• [PROBLEM DETAILS] Output the records below as a Markdown table with two columns, Row and Line. Give each non-blank line its own numbered row, and leave out blank lines.

-- start of ENTRIES SHOWN --

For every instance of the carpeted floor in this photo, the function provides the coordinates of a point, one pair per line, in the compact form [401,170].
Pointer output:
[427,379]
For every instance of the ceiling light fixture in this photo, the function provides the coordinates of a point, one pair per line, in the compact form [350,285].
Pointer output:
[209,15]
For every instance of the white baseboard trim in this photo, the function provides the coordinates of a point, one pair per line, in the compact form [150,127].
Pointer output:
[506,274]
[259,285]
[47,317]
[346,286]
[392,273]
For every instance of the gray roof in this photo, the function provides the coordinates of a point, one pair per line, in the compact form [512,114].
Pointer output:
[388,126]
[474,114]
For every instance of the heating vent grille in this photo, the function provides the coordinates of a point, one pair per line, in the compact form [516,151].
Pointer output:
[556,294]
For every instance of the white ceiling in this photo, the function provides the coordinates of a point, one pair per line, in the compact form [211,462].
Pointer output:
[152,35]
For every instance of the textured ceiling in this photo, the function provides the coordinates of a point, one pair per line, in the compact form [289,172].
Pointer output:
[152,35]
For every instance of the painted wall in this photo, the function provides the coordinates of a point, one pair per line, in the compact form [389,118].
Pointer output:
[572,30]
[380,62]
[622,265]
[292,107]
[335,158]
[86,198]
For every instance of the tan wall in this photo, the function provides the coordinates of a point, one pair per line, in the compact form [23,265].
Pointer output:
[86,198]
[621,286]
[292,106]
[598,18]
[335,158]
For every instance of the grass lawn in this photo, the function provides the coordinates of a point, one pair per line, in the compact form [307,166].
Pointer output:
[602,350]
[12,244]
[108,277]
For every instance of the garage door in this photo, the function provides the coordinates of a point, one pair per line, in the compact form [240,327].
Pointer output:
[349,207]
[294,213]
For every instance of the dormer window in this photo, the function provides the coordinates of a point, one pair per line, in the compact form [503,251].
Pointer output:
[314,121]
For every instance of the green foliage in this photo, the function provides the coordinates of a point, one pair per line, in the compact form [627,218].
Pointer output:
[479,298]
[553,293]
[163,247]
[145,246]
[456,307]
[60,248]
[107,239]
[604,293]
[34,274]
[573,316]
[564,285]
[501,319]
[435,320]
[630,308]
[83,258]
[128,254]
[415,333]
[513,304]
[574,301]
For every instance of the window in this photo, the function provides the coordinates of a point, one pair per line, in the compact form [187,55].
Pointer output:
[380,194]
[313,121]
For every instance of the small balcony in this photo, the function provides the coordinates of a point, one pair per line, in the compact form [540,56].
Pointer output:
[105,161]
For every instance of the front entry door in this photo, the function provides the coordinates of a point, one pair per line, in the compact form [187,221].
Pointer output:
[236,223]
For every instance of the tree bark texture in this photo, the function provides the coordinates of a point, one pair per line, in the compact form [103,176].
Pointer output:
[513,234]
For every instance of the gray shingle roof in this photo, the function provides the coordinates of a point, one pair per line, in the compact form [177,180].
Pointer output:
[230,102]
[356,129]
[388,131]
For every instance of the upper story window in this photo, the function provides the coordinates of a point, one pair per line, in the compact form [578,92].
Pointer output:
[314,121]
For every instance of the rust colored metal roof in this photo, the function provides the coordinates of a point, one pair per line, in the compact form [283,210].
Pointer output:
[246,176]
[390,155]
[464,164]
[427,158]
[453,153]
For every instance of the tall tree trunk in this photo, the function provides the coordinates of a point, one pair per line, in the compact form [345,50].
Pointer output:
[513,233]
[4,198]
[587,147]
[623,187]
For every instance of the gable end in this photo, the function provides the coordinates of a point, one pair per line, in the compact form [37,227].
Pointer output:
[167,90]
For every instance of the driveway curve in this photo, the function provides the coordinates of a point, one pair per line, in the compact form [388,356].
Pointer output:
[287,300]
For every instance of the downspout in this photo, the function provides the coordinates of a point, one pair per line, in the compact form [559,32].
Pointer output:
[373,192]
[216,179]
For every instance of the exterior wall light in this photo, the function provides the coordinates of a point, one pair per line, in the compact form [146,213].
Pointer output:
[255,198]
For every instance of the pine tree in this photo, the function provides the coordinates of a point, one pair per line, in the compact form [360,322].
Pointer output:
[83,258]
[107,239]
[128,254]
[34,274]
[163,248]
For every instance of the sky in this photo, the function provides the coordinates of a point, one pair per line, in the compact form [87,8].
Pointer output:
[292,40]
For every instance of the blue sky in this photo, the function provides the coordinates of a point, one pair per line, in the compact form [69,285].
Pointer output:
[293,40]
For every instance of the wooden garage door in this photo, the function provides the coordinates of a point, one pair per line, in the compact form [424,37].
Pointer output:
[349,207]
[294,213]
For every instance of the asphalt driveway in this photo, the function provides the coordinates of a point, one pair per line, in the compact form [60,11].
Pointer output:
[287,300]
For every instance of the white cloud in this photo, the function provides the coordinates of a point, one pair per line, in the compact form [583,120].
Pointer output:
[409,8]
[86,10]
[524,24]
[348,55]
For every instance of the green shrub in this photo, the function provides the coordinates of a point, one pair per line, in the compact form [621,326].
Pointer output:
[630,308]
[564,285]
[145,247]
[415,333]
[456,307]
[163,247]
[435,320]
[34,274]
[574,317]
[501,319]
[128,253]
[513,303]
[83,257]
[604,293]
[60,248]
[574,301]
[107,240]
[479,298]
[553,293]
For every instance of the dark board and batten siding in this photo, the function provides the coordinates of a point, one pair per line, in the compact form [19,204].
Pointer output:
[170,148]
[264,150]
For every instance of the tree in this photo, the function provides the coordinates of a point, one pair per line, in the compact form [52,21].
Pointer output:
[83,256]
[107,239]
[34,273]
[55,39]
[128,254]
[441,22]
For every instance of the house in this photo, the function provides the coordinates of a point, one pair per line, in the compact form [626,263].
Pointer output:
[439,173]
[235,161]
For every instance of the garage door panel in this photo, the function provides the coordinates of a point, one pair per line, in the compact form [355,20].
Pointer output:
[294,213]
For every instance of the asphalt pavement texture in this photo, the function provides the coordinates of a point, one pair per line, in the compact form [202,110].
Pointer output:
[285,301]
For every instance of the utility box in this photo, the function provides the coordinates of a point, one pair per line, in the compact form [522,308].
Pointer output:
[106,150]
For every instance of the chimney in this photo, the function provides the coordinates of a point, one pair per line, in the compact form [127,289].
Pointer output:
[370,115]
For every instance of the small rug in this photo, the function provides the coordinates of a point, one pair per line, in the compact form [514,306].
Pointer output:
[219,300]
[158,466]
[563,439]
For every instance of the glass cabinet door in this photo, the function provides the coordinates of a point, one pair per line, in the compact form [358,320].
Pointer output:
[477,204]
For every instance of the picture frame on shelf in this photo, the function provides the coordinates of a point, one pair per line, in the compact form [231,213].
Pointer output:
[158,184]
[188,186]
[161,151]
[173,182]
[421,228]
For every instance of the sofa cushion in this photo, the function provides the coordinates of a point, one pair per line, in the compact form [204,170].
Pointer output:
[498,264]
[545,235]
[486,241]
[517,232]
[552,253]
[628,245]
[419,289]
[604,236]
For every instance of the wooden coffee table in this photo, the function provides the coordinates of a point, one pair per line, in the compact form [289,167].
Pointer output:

-- end of ENTRIES SHOWN --

• [RESPONSE TO THE TASK]
| Row | Line |
|---|---|
| 1 | For every instance of the carpeted floor in this photo, the function provides the coordinates of a point, one pair per line, in the compact form [401,170]. |
| 2 | Pointer output: |
| 3 | [427,379] |
| 4 | For every instance of the ceiling light fixture in this photo, the function provides the coordinates of a point, one pair per line, in the compact form [350,285]. |
| 5 | Pointer output: |
| 6 | [209,15] |
| 7 | For every instance of the white baseboard trim in this photo, the function provides the coordinates of a point, one pair per line, in the compact form [150,127]. |
| 8 | Pointer output: |
| 9 | [506,274] |
| 10 | [259,285] |
| 11 | [47,317] |
| 12 | [346,286] |
| 13 | [392,273] |
| 14 | For every instance of the gray roof in this photo, the function provides the coordinates of a point, one pair per line, in the compact form [512,114]. |
| 15 | Pointer output: |
| 16 | [388,126] |
| 17 | [474,114] |
| 18 | For every instance of the heating vent grille in this photo, the function provides the coordinates of a point, one pair per line, in the compact form [516,151]. |
| 19 | Pointer output: |
| 20 | [556,294] |
| 21 | For every instance of the white ceiling in this photo, the function provides the coordinates of a point, one pair per line, in the compact form [211,462]. |
| 22 | Pointer output: |
| 23 | [152,35] |
| 24 | For every instance of the textured ceiling in this photo, the function provides the coordinates of a point, one pair per line, in the compact form [289,172]. |
| 25 | Pointer output: |
| 26 | [152,35] |
| 27 | For every instance of the painted wall in this photo, the function provides the coordinates of a point, one pair per line, in the compact form [389,118]. |
| 28 | Pointer output: |
| 29 | [572,30] |
| 30 | [380,62] |
| 31 | [622,265] |
| 32 | [292,107] |
| 33 | [335,158] |
| 34 | [86,198] |
| 35 | For every instance of the tan wall in this photo, the function provides the coordinates of a point, one pair per line, in the compact form [23,265]. |
| 36 | Pointer output: |
| 37 | [86,198] |
| 38 | [621,286] |
| 39 | [292,106] |
| 40 | [598,18] |
| 41 | [335,158] |
| 42 | For every instance of the grass lawn in this photo, the function provides the coordinates of a point, one pair per line, in the compact form [307,166]. |
| 43 | Pointer output: |
| 44 | [602,350] |
| 45 | [12,244] |
| 46 | [108,277] |
| 47 | For every instance of the garage door in this photo, the function provides the coordinates of a point, one pair per line, in the compact form [240,327]. |
| 48 | Pointer output: |
| 49 | [349,207] |
| 50 | [294,213] |
| 51 | For every instance of the dormer window in this photo, the function provides the coordinates of a point, one pair per line, in the compact form [503,251]. |
| 52 | Pointer output: |
| 53 | [314,121] |
| 54 | For every instance of the green foliage in this photo, the function provides the coordinates of a point, one pair per line, in the compact form [627,218]. |
| 55 | Pointer output: |
| 56 | [479,298] |
| 57 | [553,293] |
| 58 | [163,247] |
| 59 | [145,246] |
| 60 | [456,307] |
| 61 | [60,248] |
| 62 | [107,239] |
| 63 | [604,293] |
| 64 | [34,274] |
| 65 | [573,316] |
| 66 | [564,285] |
| 67 | [501,319] |
| 68 | [435,320] |
| 69 | [630,308] |
| 70 | [83,258] |
| 71 | [128,254] |
| 72 | [415,333] |
| 73 | [513,304] |
| 74 | [574,301] |
| 75 | For every instance of the window in this photo, the function provides the coordinates of a point, one pair per line, in the compact form [187,55]. |
| 76 | Pointer output: |
| 77 | [380,194] |
| 78 | [313,121] |
| 79 | For every instance of the small balcony in this photo, the function provides the coordinates of a point, one pair per line, in the compact form [540,56]. |
| 80 | Pointer output: |
| 81 | [105,161] |
| 82 | For every instance of the front entry door in this photo, the function provides the coordinates of a point, one pair per line, in the compact form [187,221]. |
| 83 | Pointer output: |
| 84 | [236,223] |
| 85 | For every instance of the tree bark texture in this photo, the function provides the coordinates of a point, one pair per line, in the compact form [103,176]. |
| 86 | Pointer output: |
| 87 | [513,234] |
| 88 | For every instance of the gray shingle roof in this photo, the function provides the coordinates of a point, one pair per line, in the compact form [177,180]. |
| 89 | Pointer output: |
| 90 | [230,102] |
| 91 | [356,129] |
| 92 | [388,131] |
| 93 | For every instance of the upper story window in this photo, the function provides the coordinates of a point, one pair per line, in the compact form [578,92]. |
| 94 | Pointer output: |
| 95 | [314,121] |
| 96 | For every instance of the rust colored metal roof in this photo, the function provides the coordinates of a point, one pair per line, in the compact form [283,210]. |
| 97 | Pointer output: |
| 98 | [246,176] |
| 99 | [390,155] |
| 100 | [464,164] |
| 101 | [427,158] |
| 102 | [453,153] |
| 103 | For every instance of the tall tree trunk in this photo, the function provides the coordinates of a point, one pair per line, in the compact form [345,50]. |
| 104 | Pointer output: |
| 105 | [513,233] |
| 106 | [4,198] |
| 107 | [587,147] |
| 108 | [623,187] |
| 109 | For every instance of the gable end in this photo, the function provides the coordinates of a point, one pair per line, in the compact form [37,227]. |
| 110 | Pointer output: |
| 111 | [167,90] |
| 112 | For every instance of the driveway curve in this photo, the function provides the coordinates of a point, one pair per line, in the compact form [388,356]. |
| 113 | Pointer output: |
| 114 | [287,300] |
| 115 | For every instance of the downspout in this photo, the function provides the coordinates of a point, one pair per line, in the compact form [559,32]. |
| 116 | Pointer output: |
| 117 | [373,192] |
| 118 | [216,179] |
| 119 | For every instance of the exterior wall light in this photo, the function provides the coordinates of a point, one pair per line, in the compact form [146,213]. |
| 120 | Pointer output: |
| 121 | [255,198] |
| 122 | For every instance of the pine tree in this photo, the function provides the coordinates of a point, one pair per line, in the compact form [360,322]. |
| 123 | Pointer output: |
| 124 | [83,258] |
| 125 | [107,239] |
| 126 | [128,254] |
| 127 | [34,274] |
| 128 | [163,248] |
| 129 | For every instance of the sky in this photo, the function provides the coordinates of a point, one pair per line, in the compact form [87,8]. |
| 130 | Pointer output: |
| 131 | [292,40] |
| 132 | For every instance of the blue sky in this photo, the function provides the coordinates of a point, one pair per line, in the compact form [69,285]. |
| 133 | Pointer output: |
| 134 | [293,40] |
| 135 | For every instance of the wooden garage door in this photo, the function provides the coordinates of a point, one pair per line, in the compact form [424,37]. |
| 136 | Pointer output: |
| 137 | [349,207] |
| 138 | [294,213] |
| 139 | For every instance of the asphalt driveway in this photo, the function provides the coordinates of a point, one pair per line, in the compact form [60,11]. |
| 140 | Pointer output: |
| 141 | [287,300] |
| 142 | For every instance of the white cloud in this photo, the function provides the coordinates of a point, one pair per line, in the compact form [583,120]. |
| 143 | Pointer output: |
| 144 | [409,8] |
| 145 | [86,10] |
| 146 | [524,24] |
| 147 | [348,55] |
| 148 | For every instance of the green shrub in this photo, the function provides the coordinates of a point, one pair per line, in the compact form [621,326]. |
| 149 | Pointer output: |
| 150 | [630,308] |
| 151 | [564,285] |
| 152 | [145,247] |
| 153 | [415,333] |
| 154 | [456,307] |
| 155 | [163,247] |
| 156 | [435,320] |
| 157 | [34,274] |
| 158 | [574,317] |
| 159 | [501,319] |
| 160 | [128,253] |
| 161 | [513,303] |
| 162 | [83,257] |
| 163 | [604,293] |
| 164 | [60,248] |
| 165 | [574,301] |
| 166 | [107,240] |
| 167 | [479,298] |
| 168 | [553,293] |
| 169 | For every instance of the dark board and batten siding in this photo, the function provides the coordinates of a point, one pair per line, in the compact form [19,204]. |
| 170 | Pointer output: |
| 171 | [170,148] |
| 172 | [264,150] |
| 173 | For every instance of the tree in this photo, the function provides the coordinates of a point, one pair per line, in the compact form [52,21]. |
| 174 | Pointer output: |
| 175 | [83,256] |
| 176 | [107,239] |
| 177 | [34,273] |
| 178 | [55,39] |
| 179 | [128,254] |
| 180 | [441,22] |
| 181 | For every instance of the house in this photo, the function provides the coordinates of a point, one pair per line, in the compact form [626,263]. |
| 182 | Pointer output: |
| 183 | [439,173] |
| 184 | [235,161] |
| 185 | For every instance of the garage door panel in this photo, the function provides the coordinates of a point, one pair per line, in the compact form [355,20]. |
| 186 | Pointer output: |
| 187 | [294,213] |
| 188 | For every instance of the asphalt pavement texture in this photo, the function provides the coordinates of a point, one pair per line, in the compact form [202,110]. |
| 189 | Pointer output: |
| 190 | [285,301] |
| 191 | For every instance of the utility box in this photo, the function provides the coordinates of a point, one pair per line, in the compact form [522,308]. |
| 192 | Pointer output: |
| 193 | [106,150] |
| 194 | For every instance of the chimney in this photo, the function provides the coordinates of a point, one pair per line, in the compact form [127,289]. |
| 195 | Pointer output: |
| 196 | [370,115] |
| 197 | For every instance of the small rug in this photo, the function provides the coordinates of a point, one pair per line, in the compact form [514,306]. |
| 198 | Pointer output: |
| 199 | [219,300] |
| 200 | [158,466] |
| 201 | [563,439] |
| 202 | For every instance of the glass cabinet door in this photo, the function provides the coordinates of a point, one pair per line, in the compact form [358,320]. |
| 203 | Pointer output: |
| 204 | [477,204] |
| 205 | For every instance of the picture frame on shelf in this photo, the function provides the coordinates of a point, one pair per line, in the compact form [231,213]. |
| 206 | Pointer output: |
| 207 | [158,184] |
| 208 | [188,186] |
| 209 | [161,151] |
| 210 | [173,182] |
| 211 | [421,228] |
| 212 | For every instance of the sofa cushion in this photo, the function provides the coordinates of a point, one pair per line, in the compact form [204,170]. |
| 213 | Pointer output: |
| 214 | [498,264] |
| 215 | [545,235] |
| 216 | [486,241] |
| 217 | [517,232] |
| 218 | [552,253] |
| 219 | [628,245] |
| 220 | [419,289] |
| 221 | [604,236] |
| 222 | For every instance of the wooden coffee table in this photo, the function provides the coordinates of a point, one pair per line, in the compact form [289,167]. |
| 223 | Pointer output: |